A line belongs in the answer if it contains "brown"; copy every such line from the entries below.

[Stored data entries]
====================

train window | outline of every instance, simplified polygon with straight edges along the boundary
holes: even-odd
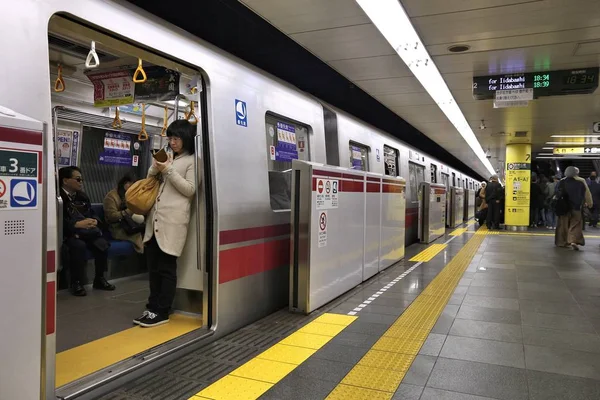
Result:
[[[454,172],[452,173],[452,186],[456,187],[456,174]]]
[[[383,145],[383,164],[385,174],[388,176],[398,176],[398,158],[399,151],[393,147]]]
[[[410,187],[409,201],[412,204],[417,204],[419,202],[419,186],[422,182],[425,182],[425,167],[409,162],[408,181]]]
[[[265,123],[271,209],[289,210],[292,199],[292,160],[310,160],[309,128],[271,113],[267,113]]]
[[[442,173],[442,184],[446,186],[447,190],[450,190],[450,179],[448,174]]]
[[[369,148],[365,145],[350,142],[350,168],[361,171],[369,170]]]
[[[437,183],[437,165],[431,164],[431,183]]]

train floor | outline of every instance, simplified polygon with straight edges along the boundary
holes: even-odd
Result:
[[[111,281],[112,292],[86,286],[87,296],[68,290],[57,295],[56,386],[125,360],[142,351],[198,329],[199,318],[174,314],[169,324],[153,329],[134,327],[145,309],[147,274]]]
[[[281,310],[102,400],[600,399],[600,232],[475,225],[302,316]]]

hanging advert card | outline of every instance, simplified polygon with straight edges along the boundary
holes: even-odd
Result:
[[[362,169],[362,152],[360,147],[352,146],[352,169]]]
[[[277,146],[275,146],[275,160],[291,162],[298,159],[296,146],[296,129],[283,122],[277,123]]]
[[[144,67],[146,82],[135,84],[135,101],[175,100],[179,94],[179,72],[164,67]]]
[[[124,133],[106,132],[104,134],[104,151],[100,153],[98,162],[105,165],[130,166],[131,137]]]
[[[134,84],[129,70],[87,73],[94,85],[94,107],[133,103]]]

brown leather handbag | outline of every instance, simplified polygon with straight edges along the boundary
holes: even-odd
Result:
[[[125,193],[127,208],[135,214],[148,214],[156,202],[159,187],[160,181],[157,177],[135,182]]]

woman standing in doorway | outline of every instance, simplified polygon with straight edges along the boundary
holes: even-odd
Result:
[[[150,296],[146,311],[133,322],[152,327],[169,322],[169,312],[177,288],[177,258],[181,255],[190,222],[192,199],[196,193],[194,137],[196,126],[185,120],[169,125],[168,159],[153,160],[148,176],[160,178],[156,203],[148,214],[144,235],[150,276]]]
[[[558,183],[557,198],[564,202],[565,207],[558,216],[558,225],[555,233],[555,244],[558,247],[571,247],[579,250],[585,245],[583,237],[583,207],[593,205],[592,195],[585,183],[579,178],[579,169],[567,167],[565,179]]]

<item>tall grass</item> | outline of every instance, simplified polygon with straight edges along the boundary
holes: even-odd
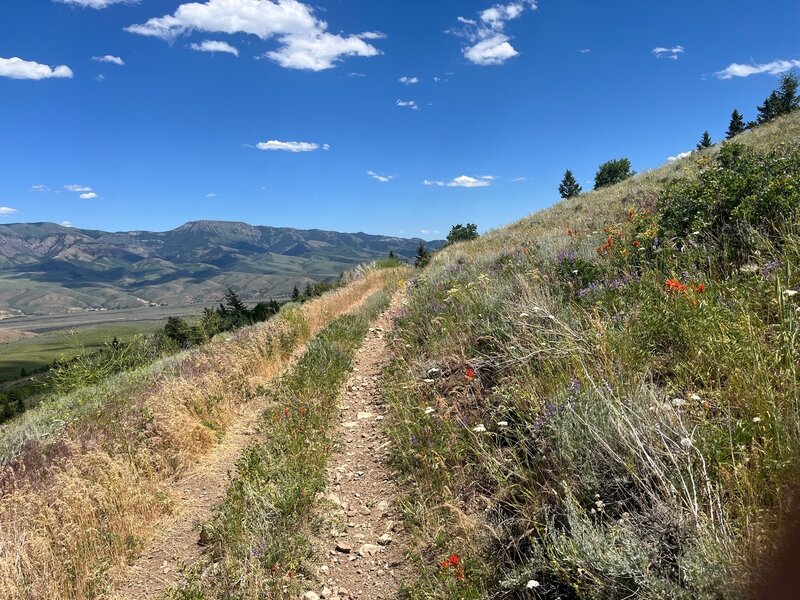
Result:
[[[758,588],[799,464],[798,130],[565,201],[418,278],[384,378],[410,597]],[[676,190],[715,220],[676,233]]]
[[[266,324],[53,398],[2,427],[0,597],[102,595],[170,512],[170,481],[297,348],[395,277],[367,271]]]

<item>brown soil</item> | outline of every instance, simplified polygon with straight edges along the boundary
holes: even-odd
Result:
[[[378,378],[390,360],[386,337],[391,336],[391,317],[403,298],[398,294],[370,329],[346,384],[341,444],[331,458],[330,484],[322,503],[325,525],[317,540],[319,589],[305,595],[310,600],[396,598],[408,581],[397,486],[386,464],[386,406],[378,389]]]

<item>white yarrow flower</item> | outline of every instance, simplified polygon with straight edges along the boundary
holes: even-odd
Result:
[[[497,424],[500,427],[508,427],[508,421],[498,421]]]
[[[485,433],[486,427],[484,426],[483,423],[478,423],[477,425],[475,425],[475,427],[472,428],[472,431],[474,431],[475,433]]]
[[[520,317],[520,319],[524,319],[526,317],[530,317],[530,315],[528,313],[526,313],[526,312],[522,312],[522,313],[519,313],[519,317]]]
[[[434,383],[433,379],[423,379],[425,383]]]
[[[692,447],[692,440],[689,438],[683,438],[681,440],[681,446],[684,448],[691,448]]]
[[[435,410],[434,410],[434,408],[432,406],[429,406],[428,408],[425,409],[425,414],[426,415],[429,415],[432,412],[435,412]]]
[[[531,579],[525,587],[527,587],[529,590],[532,590],[533,588],[539,587],[539,582],[535,579]]]
[[[783,295],[787,298],[791,298],[792,296],[797,295],[797,290],[783,290]]]
[[[761,423],[761,417],[753,417],[753,423]]]

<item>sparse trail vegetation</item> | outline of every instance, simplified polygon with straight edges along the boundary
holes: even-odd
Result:
[[[359,310],[331,323],[311,341],[297,365],[267,391],[267,407],[258,422],[258,440],[243,453],[225,498],[203,527],[207,555],[189,570],[182,583],[172,587],[166,598],[297,598],[309,587],[317,587],[317,579],[330,584],[332,589],[328,589],[327,597],[369,598],[394,594],[399,584],[389,576],[388,570],[382,572],[385,581],[381,582],[378,581],[380,577],[361,571],[366,570],[368,564],[382,564],[383,557],[378,554],[382,554],[384,548],[377,545],[378,532],[366,528],[358,532],[353,530],[352,539],[345,533],[342,537],[337,535],[338,543],[325,535],[325,541],[321,542],[323,547],[316,555],[314,539],[319,519],[316,513],[327,505],[322,499],[323,492],[326,487],[331,490],[328,498],[336,497],[334,488],[340,492],[338,484],[329,481],[328,464],[336,444],[339,404],[345,401],[341,398],[343,384],[355,368],[357,373],[351,381],[355,378],[360,381],[369,375],[369,384],[375,385],[372,377],[377,378],[377,365],[385,360],[380,352],[381,334],[372,329],[362,350],[358,353],[357,350],[370,324],[386,309],[396,289],[396,284],[388,286],[370,297]],[[368,371],[370,368],[374,373]],[[352,389],[355,385],[348,387]],[[352,418],[363,421],[376,416],[354,412]],[[377,421],[372,425],[375,423]],[[367,468],[361,466],[362,462],[367,454],[375,457],[378,442],[379,439],[374,442],[374,450],[367,450],[361,440],[358,442],[360,450],[342,450],[342,453],[351,450],[347,454],[352,458],[345,461],[348,468],[342,469],[341,477],[350,480],[350,487],[358,490],[356,497],[347,498],[352,503],[353,514],[356,507],[368,513],[370,508],[376,512],[389,510],[388,502],[381,507],[367,507],[375,493],[381,494],[381,498],[391,498],[386,487],[369,488],[370,482],[375,484],[381,476],[386,477],[385,472],[381,475],[379,468],[369,474],[360,471],[353,480],[352,469]],[[337,460],[343,460],[342,453],[337,452]],[[331,474],[336,472],[335,466]],[[336,527],[348,529],[345,524]],[[327,566],[320,570],[320,565],[328,561],[329,545],[343,547],[345,541],[355,544],[355,538],[362,536],[370,536],[370,554],[361,556],[357,554],[360,548],[354,547],[352,553],[341,555],[342,562],[355,565],[349,577],[343,578],[340,573],[336,576],[338,560],[331,564],[330,571]],[[362,544],[361,549],[363,547]],[[398,553],[402,558],[399,551],[393,554]],[[350,563],[356,559],[358,563]],[[396,560],[397,556],[392,562]],[[358,575],[355,569],[359,569]],[[378,583],[388,587],[376,588]],[[376,591],[377,596],[374,595]]]
[[[53,398],[5,425],[0,597],[105,594],[176,510],[172,483],[224,439],[298,347],[393,273],[358,272],[266,324]]]

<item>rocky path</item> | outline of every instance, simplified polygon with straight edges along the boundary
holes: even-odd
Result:
[[[317,540],[319,589],[305,600],[396,598],[407,581],[404,535],[397,489],[386,465],[389,441],[378,378],[389,363],[390,309],[370,329],[356,355],[341,400],[341,444],[331,457],[329,486],[322,501],[324,526]]]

====================

Completed task:
brown leather handbag | outline of every instance, simplified polygon with straight edges along the boundary
<item>brown soil</item> | outline of every instance, simplified polygon with straight edges along the boundary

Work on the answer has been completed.